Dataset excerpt
━━━━━━

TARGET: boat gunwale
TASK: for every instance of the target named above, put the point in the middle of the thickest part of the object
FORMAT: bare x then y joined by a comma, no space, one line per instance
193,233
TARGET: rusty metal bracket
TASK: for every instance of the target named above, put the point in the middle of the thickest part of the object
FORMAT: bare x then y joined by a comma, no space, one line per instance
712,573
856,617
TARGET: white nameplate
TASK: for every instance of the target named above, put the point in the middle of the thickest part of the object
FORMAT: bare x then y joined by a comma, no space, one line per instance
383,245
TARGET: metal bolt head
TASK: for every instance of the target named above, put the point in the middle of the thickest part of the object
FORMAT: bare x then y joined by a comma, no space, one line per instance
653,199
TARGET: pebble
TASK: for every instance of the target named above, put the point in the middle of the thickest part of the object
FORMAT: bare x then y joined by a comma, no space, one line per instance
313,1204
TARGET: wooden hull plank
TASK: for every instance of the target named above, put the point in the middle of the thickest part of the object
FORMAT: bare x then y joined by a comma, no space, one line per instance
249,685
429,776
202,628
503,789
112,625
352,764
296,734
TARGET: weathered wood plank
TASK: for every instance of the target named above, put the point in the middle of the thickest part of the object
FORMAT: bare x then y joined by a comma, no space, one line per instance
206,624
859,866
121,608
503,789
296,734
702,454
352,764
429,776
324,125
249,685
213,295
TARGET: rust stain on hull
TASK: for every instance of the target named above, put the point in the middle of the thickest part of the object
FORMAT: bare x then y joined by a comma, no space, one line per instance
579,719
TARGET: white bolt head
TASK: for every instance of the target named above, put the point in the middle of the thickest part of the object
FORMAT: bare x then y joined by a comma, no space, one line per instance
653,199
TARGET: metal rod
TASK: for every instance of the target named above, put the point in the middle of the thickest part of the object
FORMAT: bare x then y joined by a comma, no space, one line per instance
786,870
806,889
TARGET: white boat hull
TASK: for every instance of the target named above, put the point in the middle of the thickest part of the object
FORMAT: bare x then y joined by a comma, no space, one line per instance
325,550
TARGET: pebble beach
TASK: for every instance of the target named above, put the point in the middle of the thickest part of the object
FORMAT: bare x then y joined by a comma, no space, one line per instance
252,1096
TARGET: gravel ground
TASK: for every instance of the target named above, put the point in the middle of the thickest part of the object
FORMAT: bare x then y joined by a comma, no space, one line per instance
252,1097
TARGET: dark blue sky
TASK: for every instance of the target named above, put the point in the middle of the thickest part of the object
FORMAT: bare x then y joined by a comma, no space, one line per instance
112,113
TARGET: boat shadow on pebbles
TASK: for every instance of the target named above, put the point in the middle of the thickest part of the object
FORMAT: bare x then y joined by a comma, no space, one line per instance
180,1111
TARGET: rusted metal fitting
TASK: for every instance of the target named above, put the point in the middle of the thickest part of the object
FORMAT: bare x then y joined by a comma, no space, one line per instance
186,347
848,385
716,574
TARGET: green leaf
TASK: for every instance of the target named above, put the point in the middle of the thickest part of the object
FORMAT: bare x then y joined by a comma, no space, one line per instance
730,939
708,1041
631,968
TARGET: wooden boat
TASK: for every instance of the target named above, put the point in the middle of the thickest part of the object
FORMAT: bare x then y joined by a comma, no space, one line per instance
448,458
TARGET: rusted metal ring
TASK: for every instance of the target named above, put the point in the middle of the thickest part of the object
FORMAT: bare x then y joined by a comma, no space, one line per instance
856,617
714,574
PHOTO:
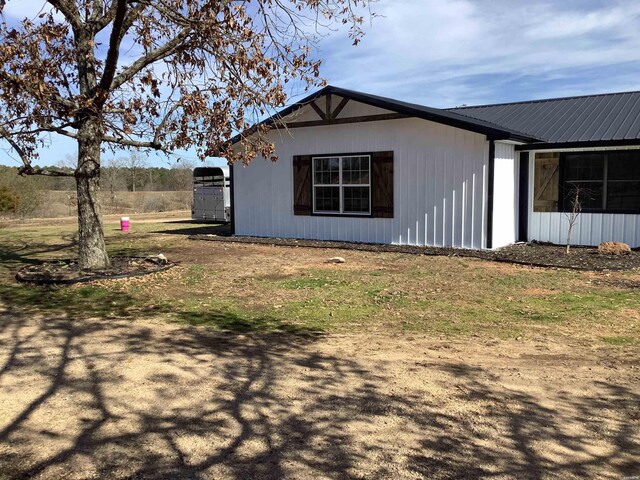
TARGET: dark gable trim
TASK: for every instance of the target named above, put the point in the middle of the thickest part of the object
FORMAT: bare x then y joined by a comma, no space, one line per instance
490,187
591,144
436,115
342,121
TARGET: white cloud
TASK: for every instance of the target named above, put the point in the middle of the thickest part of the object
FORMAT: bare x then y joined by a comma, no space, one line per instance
463,51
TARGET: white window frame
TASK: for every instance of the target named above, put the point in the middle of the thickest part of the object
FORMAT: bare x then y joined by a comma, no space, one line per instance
340,185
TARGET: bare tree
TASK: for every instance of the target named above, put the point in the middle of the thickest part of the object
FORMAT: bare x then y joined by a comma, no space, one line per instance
574,198
134,165
195,72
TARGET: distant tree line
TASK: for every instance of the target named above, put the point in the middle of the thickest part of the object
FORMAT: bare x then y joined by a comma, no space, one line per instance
21,195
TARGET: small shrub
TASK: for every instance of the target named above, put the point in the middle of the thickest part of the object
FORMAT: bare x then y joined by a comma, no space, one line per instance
614,248
9,201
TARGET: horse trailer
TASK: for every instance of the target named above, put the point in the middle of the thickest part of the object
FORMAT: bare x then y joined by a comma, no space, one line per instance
211,194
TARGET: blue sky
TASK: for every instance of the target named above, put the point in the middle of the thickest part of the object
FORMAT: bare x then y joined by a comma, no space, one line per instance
445,53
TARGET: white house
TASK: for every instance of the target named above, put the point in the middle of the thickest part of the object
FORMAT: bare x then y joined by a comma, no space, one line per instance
362,168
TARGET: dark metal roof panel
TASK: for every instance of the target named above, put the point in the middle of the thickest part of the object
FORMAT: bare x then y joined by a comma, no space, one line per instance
612,116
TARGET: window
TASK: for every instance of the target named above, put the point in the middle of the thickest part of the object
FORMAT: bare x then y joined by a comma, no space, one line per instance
607,181
342,185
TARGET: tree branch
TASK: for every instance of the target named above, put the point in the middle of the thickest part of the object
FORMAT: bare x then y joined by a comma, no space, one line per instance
26,168
69,10
111,62
119,141
29,170
158,54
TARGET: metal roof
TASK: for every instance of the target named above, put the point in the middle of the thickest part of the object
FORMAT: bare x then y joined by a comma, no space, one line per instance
447,117
590,118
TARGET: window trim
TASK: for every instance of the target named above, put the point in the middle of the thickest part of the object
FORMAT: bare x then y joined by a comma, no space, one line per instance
340,186
562,191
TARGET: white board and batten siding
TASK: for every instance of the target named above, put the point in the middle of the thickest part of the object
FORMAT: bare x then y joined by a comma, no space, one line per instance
591,228
440,181
505,195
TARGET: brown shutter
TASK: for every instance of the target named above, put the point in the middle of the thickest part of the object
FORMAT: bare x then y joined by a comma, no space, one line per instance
546,184
302,185
382,184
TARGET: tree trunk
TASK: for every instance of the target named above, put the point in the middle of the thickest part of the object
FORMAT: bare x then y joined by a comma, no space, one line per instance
91,246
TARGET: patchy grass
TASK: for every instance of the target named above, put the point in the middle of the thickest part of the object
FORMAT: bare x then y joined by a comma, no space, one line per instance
245,288
621,341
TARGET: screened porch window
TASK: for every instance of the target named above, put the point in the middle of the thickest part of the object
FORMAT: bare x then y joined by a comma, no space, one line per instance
342,185
606,181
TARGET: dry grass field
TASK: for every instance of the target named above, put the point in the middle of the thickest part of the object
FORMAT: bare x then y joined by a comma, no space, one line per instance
253,361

━━━━━━

Set problem: Render every line of the records above as a numbered list, skipping any blank lines. Leave the pictures out of your answer.

Answer in full:
1. TARGET: boat gunwale
2. TASK: for every instance of the target named above, put the point in the middle of the thickest part of the object
3. FORMAT: bare x then y joined by a comma, no space, one line per instance
4. 193,233
5. TARGET: rusty metal bracket
6. TASK: for every instance of the target named above, put the point in the middle of the thickest part of the object
7. FORMAT: bare x then y joined by a comma, no space, one line per instance
8. 712,573
9. 856,617
10. TARGET: white nameplate
11. TASK: for every instance of the target named above, put the point in the middle of the thickest part of the object
12. FORMAT: bare x then y joined by a comma, no space, one line per instance
13. 383,245
14. TARGET: metal bolt head
15. TASK: for every instance of the target named above, put the point in the middle of the thickest part of the object
16. FORMAT: bare x then y joined by a comma, no space, one line per instance
17. 653,199
18. TARGET: pebble
19. TASK: for every instance of the target named above, put the point in the middle of the thickest part of the object
20. FORMAT: bare x then y joined by a comma, no space, one line per instance
21. 313,1204
22. TARGET: wooden hull plank
23. TASK: for every instance of the target named above, put the point in the middle of the thickest part of the object
24. FORMAT: bare x then y joined by a comma, no space, one line per instance
25. 249,685
26. 429,776
27. 202,628
28. 503,789
29. 112,625
30. 352,764
31. 296,734
32. TARGET: weathered wood plank
33. TASK: for every instance of the target named above, put the point in the middle of the thickest part of the object
34. FORMAT: bare x then y joined by a comma, no space, one line per instance
35. 206,624
36. 859,866
37. 121,608
38. 503,789
39. 296,734
40. 702,454
41. 352,764
42. 429,776
43. 324,125
44. 249,685
45. 213,295
46. TARGET: rust stain on hull
47. TASK: for every instance of the target named above, put the point in the middle of the thickest part of the object
48. FORMAT: bare x then y joined by a comma, no space, one line per instance
49. 579,719
50. TARGET: white bolt head
51. TASK: for every instance of the target named above, put the point in the middle of the thickest part of the object
52. FORMAT: bare x then y joined by a comma, no space, one line per instance
53. 653,199
54. TARGET: metal rod
55. TASK: for every instance of the target named above, put the point in the middle of the thickest part of the object
56. FORMAT: bare x then y joined by a comma, no space, one line per instance
57. 786,870
58. 806,889
59. TARGET: white boat hull
60. TASK: for every instance of the target named above, put the point in the middle of the thickest part of the object
61. FORMAT: bare x then y joined by a comma, no space, one line per instance
62. 325,550
63. TARGET: pebble beach
64. TASK: for every instance of the target named above, put the point in the middle of the thickest part of the object
65. FORMAT: bare x then y joined by a comma, no space, one line per instance
66. 252,1096
67. TARGET: gravel ground
68. TASK: for every instance of the target named above, put the point in the middle of the thickest part of the object
69. FORMAT: bare x then y joined by a comma, no space, one line per instance
70. 252,1097
71. TARGET: dark blue sky
72. TASK: for every instance of the target named above, put the point in the middle of the thickest part of the object
73. FORMAT: bare x then y joined by a comma, no space, one line per instance
74. 112,113
75. TARGET: boat shadow on pebbles
76. TASK: for every instance of the target named above, put the point in the middle of the thickest part of the object
77. FORMAT: bare x then y joined by a comma, no space, one line per instance
78. 180,1111
79. TARGET: rusted metal fitting
80. TASK: for every instance of the target named above, put the point in the middle of the thickest part of the object
81. FORMAT: bare x then y joined by a comma, no space, one line per instance
82. 186,347
83. 848,385
84. 716,574
85. TARGET: green leaf
86. TASK: for every instance of the target named above, put the point in the middle of the thickest part of the object
87. FORMAT: bare x then y joined by a comma, no space, one line per instance
88. 730,939
89. 708,1041
90. 631,968
91. TARGET: wooden boat
92. TASK: for every instance of the target named above, put the point in the middle of the thickest part of the object
93. FORMAT: bare x then y joined by a comma, no space, one line per instance
94. 448,458
95. TARGET: rusted metal ring
96. TASK: for every instance of the target named above, put the point in the middle of the thickest part of the object
97. FORMAT: bare x then y joined by a comma, no space, one line per instance
98. 856,617
99. 714,574
100. PHOTO:
101. TARGET: dark gable trim
102. TASK: for every instance of the target named above, put the point in the middle of the thickest part of the object
103. FORMAT: bare x then y joined by a comma, no space, one line per instance
104. 490,187
105. 591,144
106. 436,115
107. 342,121
108. TARGET: white cloud
109. TASK: for every instance of the target named above, put the point in the middle of the thickest part of the object
110. FORMAT: bare x then y joined by a comma, no space, one line per instance
111. 463,51
112. TARGET: white window frame
113. TASK: for every instance of the target named above, put the point in the middle of the thickest part of the object
114. FORMAT: bare x then y joined by a comma, no space, one line per instance
115. 340,185
116. TARGET: bare tree
117. TASK: for every instance of the target named above, put the point in the middle of the thickest part of the object
118. FORMAT: bare x then y joined by a comma, no space, one line per instance
119. 574,198
120. 134,165
121. 195,72
122. TARGET: distant tree line
123. TASK: for every instance of the target named above, put the point in the middle of the thickest part of the object
124. FORMAT: bare x then y joined by a comma, no space, one line per instance
125. 21,195
126. TARGET: small shrub
127. TASK: for every instance of the target named above, put the point in the middle of the thickest part of the object
128. FORMAT: bare x then y joined by a comma, no space, one line per instance
129. 614,248
130. 9,201
131. TARGET: horse trailer
132. TASK: for every instance of the target named above, put the point in the middle of the thickest part of the object
133. FORMAT: bare x then y joined by a comma, no space, one line per instance
134. 211,194
135. TARGET: blue sky
136. TASK: for every instance of the target named above, put the point in the middle of the thickest part of the object
137. FORMAT: bare x then y joined by a comma, no space, one line per instance
138. 445,53
139. TARGET: white house
140. TASK: for every instance of the target named above, put the point in the middle of the thickest part of the object
141. FORMAT: bare x then y joined by a comma, no space, one line per instance
142. 362,168
143. TARGET: dark metal roof panel
144. TASK: for every instance of the target named above, put the point in the middle of the thickest part of the object
145. FORMAT: bare x then y joined by a comma, no space, one line per instance
146. 612,116
147. TARGET: window
148. TASK: for every instance of the target named above, put the point in the middle of the thickest part of the object
149. FORMAT: bare x then y joined by a comma, no space, one line per instance
150. 607,181
151. 342,185
152. TARGET: tree branch
153. TASK: for every instance of the target named above, put the point in the middle of the thickest part of the object
154. FORMAT: bare x then y joined by a comma, no space, one line per instance
155. 26,168
156. 69,10
157. 111,62
158. 119,141
159. 29,170
160. 158,54
161. TARGET: metal roof
162. TASK: for every instance of the target named above, put the point in the middle of the thickest part of the object
163. FORMAT: bare x then y joined by a comma, no space, one line per instance
164. 447,117
165. 590,118
166. TARGET: window trim
167. TASK: for every instance of the target named above, put the point in the middle of the thickest part of the object
168. FORMAT: bare x then y joined by a comma, no space, one line per instance
169. 340,186
170. 562,191
171. TARGET: white board and batten siding
172. TASK: for every instance of the target named above, put the point in the middle of the thickest part of the object
173. FORMAT: bare x then y joined by a comma, no space, one line per instance
174. 591,228
175. 440,181
176. 505,195
177. TARGET: brown shutter
178. TASK: for every instance of the target named above, put the point in the middle of the thickest part of the object
179. FORMAT: bare x then y joined by a comma, no space, one line per instance
180. 546,184
181. 302,185
182. 382,184
183. TARGET: tree trunk
184. TASK: for every instance of the target named above, put the point in the middle of the thickest part of the object
185. FORMAT: bare x then y joined by a comma, no space, one line per instance
186. 91,246
187. TARGET: patchy grass
188. TASK: for every instance of the target named above, put the point in the middle of the thickest part of the object
189. FORMAT: bare x then y joined by a comma, no space, one line per instance
190. 245,288
191. 621,341
192. TARGET: screened porch window
193. TASK: for every instance of the target named above, put the point in the middle of the thickest part of the object
194. FORMAT: bare x then y joined by a comma, no space, one line per instance
195. 342,185
196. 606,181
197. TARGET: dry grass field
198. TASK: for every instance of the target named above, put the point in the middle of the thickest part of the object
199. FORMAT: bare x then y joined by a comma, no space, one line per instance
200. 253,361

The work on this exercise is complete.